-- Start of THE DATA --
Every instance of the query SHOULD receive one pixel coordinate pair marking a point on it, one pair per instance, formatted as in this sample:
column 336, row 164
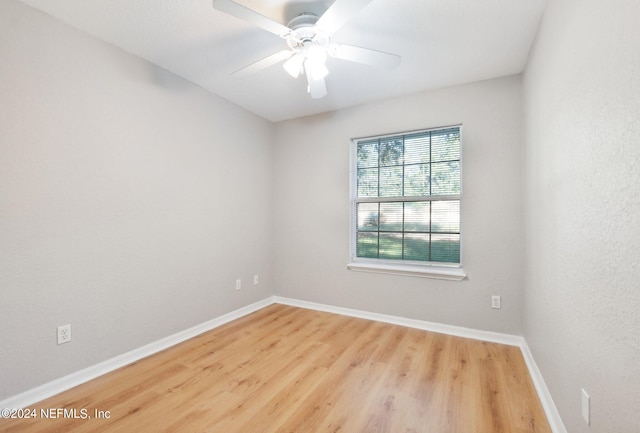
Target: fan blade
column 263, row 63
column 338, row 14
column 365, row 56
column 250, row 16
column 316, row 86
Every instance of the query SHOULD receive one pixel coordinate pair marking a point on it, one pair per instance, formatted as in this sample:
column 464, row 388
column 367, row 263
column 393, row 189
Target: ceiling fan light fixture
column 315, row 70
column 294, row 65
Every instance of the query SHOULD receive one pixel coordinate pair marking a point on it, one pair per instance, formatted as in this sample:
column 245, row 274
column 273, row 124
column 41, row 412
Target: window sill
column 437, row 272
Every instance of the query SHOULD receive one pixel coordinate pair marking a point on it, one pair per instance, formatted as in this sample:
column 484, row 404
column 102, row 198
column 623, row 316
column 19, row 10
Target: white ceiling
column 441, row 42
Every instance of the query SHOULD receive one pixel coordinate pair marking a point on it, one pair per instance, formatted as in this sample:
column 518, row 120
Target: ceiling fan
column 309, row 39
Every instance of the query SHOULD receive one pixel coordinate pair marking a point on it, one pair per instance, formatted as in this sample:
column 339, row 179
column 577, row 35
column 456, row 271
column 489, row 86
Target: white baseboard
column 458, row 331
column 57, row 386
column 550, row 409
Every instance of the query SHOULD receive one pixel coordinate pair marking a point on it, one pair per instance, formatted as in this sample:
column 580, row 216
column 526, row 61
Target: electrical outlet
column 586, row 407
column 64, row 334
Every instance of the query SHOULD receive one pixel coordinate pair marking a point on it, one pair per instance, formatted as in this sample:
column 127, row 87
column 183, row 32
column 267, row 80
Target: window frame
column 447, row 271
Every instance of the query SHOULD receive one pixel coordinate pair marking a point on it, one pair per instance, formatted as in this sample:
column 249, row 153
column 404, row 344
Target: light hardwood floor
column 290, row 370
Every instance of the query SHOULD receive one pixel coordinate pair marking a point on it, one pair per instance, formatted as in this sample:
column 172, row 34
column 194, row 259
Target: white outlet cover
column 586, row 409
column 64, row 334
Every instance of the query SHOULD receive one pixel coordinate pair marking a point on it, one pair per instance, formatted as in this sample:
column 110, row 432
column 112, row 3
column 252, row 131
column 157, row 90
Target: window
column 406, row 198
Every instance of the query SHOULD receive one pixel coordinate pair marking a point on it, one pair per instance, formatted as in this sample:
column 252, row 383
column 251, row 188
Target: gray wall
column 130, row 201
column 582, row 120
column 311, row 208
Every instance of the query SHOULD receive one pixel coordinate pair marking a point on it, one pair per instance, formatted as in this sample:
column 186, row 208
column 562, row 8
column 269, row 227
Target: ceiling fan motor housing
column 304, row 33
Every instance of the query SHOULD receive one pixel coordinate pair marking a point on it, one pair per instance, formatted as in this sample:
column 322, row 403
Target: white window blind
column 406, row 197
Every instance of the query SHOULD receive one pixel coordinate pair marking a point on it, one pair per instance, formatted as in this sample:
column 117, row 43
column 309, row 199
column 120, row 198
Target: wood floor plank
column 290, row 370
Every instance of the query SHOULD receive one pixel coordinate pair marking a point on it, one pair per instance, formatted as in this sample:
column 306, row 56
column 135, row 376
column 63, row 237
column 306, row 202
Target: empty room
column 320, row 216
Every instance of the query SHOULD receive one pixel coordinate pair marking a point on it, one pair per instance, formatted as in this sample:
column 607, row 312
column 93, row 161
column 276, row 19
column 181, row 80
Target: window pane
column 367, row 245
column 368, row 182
column 391, row 152
column 416, row 180
column 368, row 154
column 391, row 217
column 445, row 216
column 391, row 182
column 445, row 248
column 445, row 178
column 409, row 167
column 367, row 214
column 445, row 145
column 390, row 246
column 416, row 148
column 416, row 247
column 416, row 216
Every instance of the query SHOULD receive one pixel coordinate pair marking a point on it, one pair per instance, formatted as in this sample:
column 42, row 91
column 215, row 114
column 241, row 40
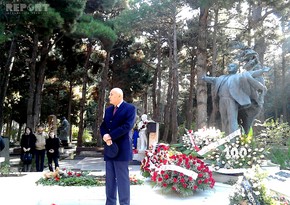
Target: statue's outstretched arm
column 260, row 72
column 209, row 79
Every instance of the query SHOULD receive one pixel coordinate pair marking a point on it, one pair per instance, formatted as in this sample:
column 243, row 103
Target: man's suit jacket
column 119, row 126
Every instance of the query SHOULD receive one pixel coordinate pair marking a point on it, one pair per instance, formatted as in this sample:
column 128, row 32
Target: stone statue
column 64, row 131
column 142, row 142
column 235, row 92
column 252, row 64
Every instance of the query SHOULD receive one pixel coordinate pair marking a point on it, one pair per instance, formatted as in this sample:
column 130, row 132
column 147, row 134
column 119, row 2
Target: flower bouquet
column 192, row 142
column 242, row 152
column 174, row 171
column 66, row 177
-- End of THE DATA --
* WHAT YOU HAVE TO DO *
How many lines of the records above contain the word "light"? Give only the number.

* OUTPUT OF THE EXERCISE *
2